Requirement A: In the essay that follows, why does the narrator ask Dad, "Did you walk this morning?" Answer in one to three sentences.

Extract:
There was a turning of the tide this past Sunday. It was a day I realized that trying too hard to be good can be bad.

Dad had overslept and texted to tell me he’d be late picking me up for church but still wanted to try and make it. I could have offered to pick him up which would have saved him some time but since summer had finally arrived, I started putting winter coats away. Todd had left to work on the boat and I suddenly found myself enjoying being home alone with time to organize—something I don’t do much of anymore. I go from week to weekend, to week to weekend with a similar routine, week after week.

Over the past couple years, since Mom died, I have spent a lot of my spare time with Dad, or worrying about Dad—trying to fill an impossible void unnecessarily, similar to the way I did for my son after my divorce.

How did you sleep last night Dad? I always ask and really want to know.

I was up three times.

Did you walk this morning? My way of checking on his breathing.

Not today. I immediately get anxious.

Have you had lunch yet? I like to ask this question. I enjoy hearing about what people eat….but this is different.

No, I just finished breakfast.

I was over-mothering, something I tend to do. Taking care of other people keeps me from taking care of what I need to in myself.

Dad eats dinner at 5:30—usually. When we’re together, I arrange my day around it. My husband comes home from a day of work and often waits an hour or more for me to show up. When I finally do arrive, our conversation goes something like this. He says, I spoiled my appetite on cheese and crackers waiting for you to get home, or I stopped for a latte and ate the whole cookie in the car because I figured you’d be at your dad’s, or I had Pakistani for lunch. All of which mean I won’t have to cook dinner. “….Popcorn?” I ask.

Requirement B: Report every line of the rows below that contains the string "covered". Case counts.

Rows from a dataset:
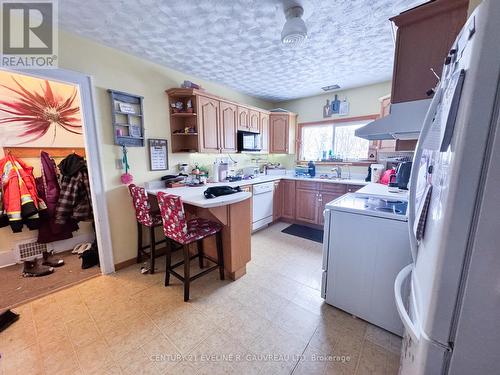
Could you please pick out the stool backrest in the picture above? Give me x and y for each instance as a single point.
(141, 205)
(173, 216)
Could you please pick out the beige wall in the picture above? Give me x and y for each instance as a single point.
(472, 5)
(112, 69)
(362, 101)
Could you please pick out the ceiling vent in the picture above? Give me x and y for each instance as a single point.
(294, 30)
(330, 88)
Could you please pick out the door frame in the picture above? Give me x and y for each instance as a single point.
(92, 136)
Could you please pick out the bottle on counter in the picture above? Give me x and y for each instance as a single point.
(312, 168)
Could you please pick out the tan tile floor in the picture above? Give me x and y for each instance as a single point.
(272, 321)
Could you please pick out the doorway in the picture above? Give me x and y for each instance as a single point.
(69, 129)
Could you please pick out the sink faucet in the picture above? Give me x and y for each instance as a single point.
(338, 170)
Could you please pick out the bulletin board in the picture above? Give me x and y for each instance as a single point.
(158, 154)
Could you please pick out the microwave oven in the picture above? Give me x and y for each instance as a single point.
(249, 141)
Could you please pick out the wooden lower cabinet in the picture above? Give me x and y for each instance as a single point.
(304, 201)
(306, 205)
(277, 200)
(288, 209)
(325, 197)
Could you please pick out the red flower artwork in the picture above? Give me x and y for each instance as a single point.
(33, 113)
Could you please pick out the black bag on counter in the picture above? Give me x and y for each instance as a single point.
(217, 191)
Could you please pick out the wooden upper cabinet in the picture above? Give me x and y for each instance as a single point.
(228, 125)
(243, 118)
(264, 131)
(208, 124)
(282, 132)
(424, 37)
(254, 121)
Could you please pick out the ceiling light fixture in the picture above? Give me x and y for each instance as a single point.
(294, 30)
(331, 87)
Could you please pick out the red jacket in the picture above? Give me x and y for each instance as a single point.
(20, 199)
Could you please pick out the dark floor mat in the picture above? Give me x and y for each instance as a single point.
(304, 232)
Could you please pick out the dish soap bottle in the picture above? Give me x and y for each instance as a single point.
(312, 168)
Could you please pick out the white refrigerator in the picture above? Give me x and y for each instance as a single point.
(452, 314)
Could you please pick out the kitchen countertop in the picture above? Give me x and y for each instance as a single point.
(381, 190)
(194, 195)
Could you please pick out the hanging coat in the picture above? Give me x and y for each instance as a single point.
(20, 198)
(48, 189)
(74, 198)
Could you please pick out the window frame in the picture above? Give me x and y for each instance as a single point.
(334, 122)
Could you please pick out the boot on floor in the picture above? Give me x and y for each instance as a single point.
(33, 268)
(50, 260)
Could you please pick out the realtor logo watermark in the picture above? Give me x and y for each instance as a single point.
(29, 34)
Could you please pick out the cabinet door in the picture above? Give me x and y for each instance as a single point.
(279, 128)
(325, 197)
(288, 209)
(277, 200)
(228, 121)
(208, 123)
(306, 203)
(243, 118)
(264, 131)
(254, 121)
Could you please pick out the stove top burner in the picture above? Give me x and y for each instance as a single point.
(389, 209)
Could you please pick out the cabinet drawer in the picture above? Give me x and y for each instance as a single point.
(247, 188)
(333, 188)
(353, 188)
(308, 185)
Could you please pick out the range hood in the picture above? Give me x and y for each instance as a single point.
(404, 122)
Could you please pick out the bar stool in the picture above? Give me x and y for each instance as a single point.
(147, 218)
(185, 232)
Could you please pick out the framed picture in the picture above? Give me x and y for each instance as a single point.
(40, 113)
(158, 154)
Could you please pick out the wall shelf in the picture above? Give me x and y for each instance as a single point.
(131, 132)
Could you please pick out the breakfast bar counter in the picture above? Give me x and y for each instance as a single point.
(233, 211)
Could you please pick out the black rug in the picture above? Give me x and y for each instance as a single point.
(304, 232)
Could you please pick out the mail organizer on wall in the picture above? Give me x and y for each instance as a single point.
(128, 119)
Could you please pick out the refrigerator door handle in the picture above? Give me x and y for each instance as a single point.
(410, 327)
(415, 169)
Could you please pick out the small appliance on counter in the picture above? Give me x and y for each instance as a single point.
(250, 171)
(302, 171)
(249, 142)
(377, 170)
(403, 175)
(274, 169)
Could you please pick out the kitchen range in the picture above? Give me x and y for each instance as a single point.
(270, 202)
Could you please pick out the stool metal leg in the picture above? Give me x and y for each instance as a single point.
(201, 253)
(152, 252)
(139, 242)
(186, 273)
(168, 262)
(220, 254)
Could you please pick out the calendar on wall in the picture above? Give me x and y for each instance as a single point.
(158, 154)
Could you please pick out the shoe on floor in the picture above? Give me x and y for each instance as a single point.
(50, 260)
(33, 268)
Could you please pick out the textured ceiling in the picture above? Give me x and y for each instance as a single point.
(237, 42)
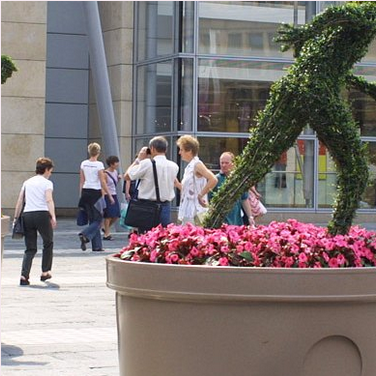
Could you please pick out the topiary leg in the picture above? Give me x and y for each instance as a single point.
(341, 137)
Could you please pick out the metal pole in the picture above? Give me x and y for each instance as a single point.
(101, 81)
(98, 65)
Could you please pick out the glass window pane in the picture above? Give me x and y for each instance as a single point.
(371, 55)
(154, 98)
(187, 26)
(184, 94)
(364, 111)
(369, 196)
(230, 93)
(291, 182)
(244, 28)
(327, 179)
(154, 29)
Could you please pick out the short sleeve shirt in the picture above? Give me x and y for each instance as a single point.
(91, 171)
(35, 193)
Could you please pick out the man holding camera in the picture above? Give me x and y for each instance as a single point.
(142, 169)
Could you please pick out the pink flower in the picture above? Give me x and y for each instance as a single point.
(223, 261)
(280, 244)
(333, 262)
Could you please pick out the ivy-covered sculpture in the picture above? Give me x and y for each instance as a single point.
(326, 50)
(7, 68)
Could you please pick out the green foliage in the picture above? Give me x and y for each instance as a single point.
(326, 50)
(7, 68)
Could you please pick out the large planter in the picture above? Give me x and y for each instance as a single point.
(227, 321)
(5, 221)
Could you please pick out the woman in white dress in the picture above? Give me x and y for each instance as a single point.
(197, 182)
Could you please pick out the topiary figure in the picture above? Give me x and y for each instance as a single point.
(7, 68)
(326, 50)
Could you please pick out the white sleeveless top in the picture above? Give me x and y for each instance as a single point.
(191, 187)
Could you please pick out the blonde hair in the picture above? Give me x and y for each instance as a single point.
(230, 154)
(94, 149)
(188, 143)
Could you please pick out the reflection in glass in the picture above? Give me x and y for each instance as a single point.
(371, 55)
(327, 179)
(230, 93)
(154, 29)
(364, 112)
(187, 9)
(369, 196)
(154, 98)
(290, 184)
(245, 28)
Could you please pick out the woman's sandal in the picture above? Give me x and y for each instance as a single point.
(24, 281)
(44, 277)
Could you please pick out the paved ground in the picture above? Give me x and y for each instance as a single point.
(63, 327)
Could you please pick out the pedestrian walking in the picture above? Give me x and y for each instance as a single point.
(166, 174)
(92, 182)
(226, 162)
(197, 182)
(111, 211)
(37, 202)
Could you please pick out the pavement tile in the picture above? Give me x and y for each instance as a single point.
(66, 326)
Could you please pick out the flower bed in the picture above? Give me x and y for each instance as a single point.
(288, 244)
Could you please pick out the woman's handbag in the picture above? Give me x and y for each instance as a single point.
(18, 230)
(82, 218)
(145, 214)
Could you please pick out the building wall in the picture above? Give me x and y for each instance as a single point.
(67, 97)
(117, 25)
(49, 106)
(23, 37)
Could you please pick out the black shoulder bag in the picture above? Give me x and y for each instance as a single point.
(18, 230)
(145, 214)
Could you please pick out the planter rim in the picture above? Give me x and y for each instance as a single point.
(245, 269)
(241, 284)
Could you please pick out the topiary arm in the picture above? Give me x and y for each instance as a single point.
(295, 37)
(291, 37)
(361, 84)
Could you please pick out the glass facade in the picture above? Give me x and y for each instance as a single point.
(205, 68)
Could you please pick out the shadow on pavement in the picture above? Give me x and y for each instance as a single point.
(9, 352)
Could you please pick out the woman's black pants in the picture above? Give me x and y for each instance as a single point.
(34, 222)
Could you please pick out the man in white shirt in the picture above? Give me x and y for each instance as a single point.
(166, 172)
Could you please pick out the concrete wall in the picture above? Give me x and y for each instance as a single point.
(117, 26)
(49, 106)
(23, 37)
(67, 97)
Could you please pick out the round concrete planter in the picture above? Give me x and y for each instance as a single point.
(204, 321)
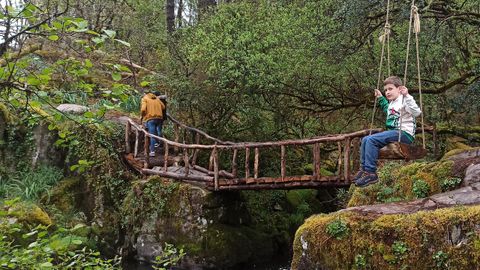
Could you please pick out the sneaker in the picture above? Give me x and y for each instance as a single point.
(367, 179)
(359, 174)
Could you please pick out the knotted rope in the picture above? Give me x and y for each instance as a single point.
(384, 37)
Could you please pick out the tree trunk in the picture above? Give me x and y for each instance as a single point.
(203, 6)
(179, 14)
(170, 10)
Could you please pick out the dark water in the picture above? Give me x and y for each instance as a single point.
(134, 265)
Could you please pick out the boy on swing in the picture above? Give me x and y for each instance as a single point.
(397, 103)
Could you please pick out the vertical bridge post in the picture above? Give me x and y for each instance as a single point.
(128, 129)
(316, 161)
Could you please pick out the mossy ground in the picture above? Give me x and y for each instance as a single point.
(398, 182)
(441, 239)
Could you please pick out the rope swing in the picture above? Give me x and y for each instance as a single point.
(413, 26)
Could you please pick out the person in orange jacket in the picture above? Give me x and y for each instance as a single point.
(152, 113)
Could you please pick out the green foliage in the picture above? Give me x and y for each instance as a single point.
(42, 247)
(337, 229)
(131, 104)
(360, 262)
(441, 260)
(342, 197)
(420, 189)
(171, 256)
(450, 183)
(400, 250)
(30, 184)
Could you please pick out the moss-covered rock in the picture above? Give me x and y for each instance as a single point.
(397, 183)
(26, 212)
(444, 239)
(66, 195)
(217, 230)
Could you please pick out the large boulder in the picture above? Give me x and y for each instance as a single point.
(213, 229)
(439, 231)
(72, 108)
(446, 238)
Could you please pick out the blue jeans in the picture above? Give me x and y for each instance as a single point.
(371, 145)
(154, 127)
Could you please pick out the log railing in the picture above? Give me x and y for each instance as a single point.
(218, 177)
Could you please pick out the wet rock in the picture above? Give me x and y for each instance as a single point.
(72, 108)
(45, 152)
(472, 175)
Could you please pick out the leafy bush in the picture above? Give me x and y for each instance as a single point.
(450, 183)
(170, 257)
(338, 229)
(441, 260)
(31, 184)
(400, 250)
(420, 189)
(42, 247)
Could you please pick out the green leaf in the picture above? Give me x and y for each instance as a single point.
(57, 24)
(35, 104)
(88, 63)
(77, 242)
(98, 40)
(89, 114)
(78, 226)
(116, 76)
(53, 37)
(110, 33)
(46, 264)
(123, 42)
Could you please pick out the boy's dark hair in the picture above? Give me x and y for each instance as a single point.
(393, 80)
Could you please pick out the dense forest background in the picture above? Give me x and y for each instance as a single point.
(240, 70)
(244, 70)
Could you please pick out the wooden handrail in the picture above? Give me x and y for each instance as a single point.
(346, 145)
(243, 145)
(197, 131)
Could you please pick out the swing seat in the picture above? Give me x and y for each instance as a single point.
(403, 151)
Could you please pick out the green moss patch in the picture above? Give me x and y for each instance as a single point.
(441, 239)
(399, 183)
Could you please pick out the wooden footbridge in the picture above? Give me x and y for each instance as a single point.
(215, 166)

Finished answer A: The narrator asks whether Dad walked that morning as a way of checking on his breathing.

Finished answer B:
Could you please pick out the ivy-covered sculpture in the picture above? Give me x and y for each instance as a single point.
Could you please pick out the moss-covered rock in the picture above? Give me x and y for each instance as a single point.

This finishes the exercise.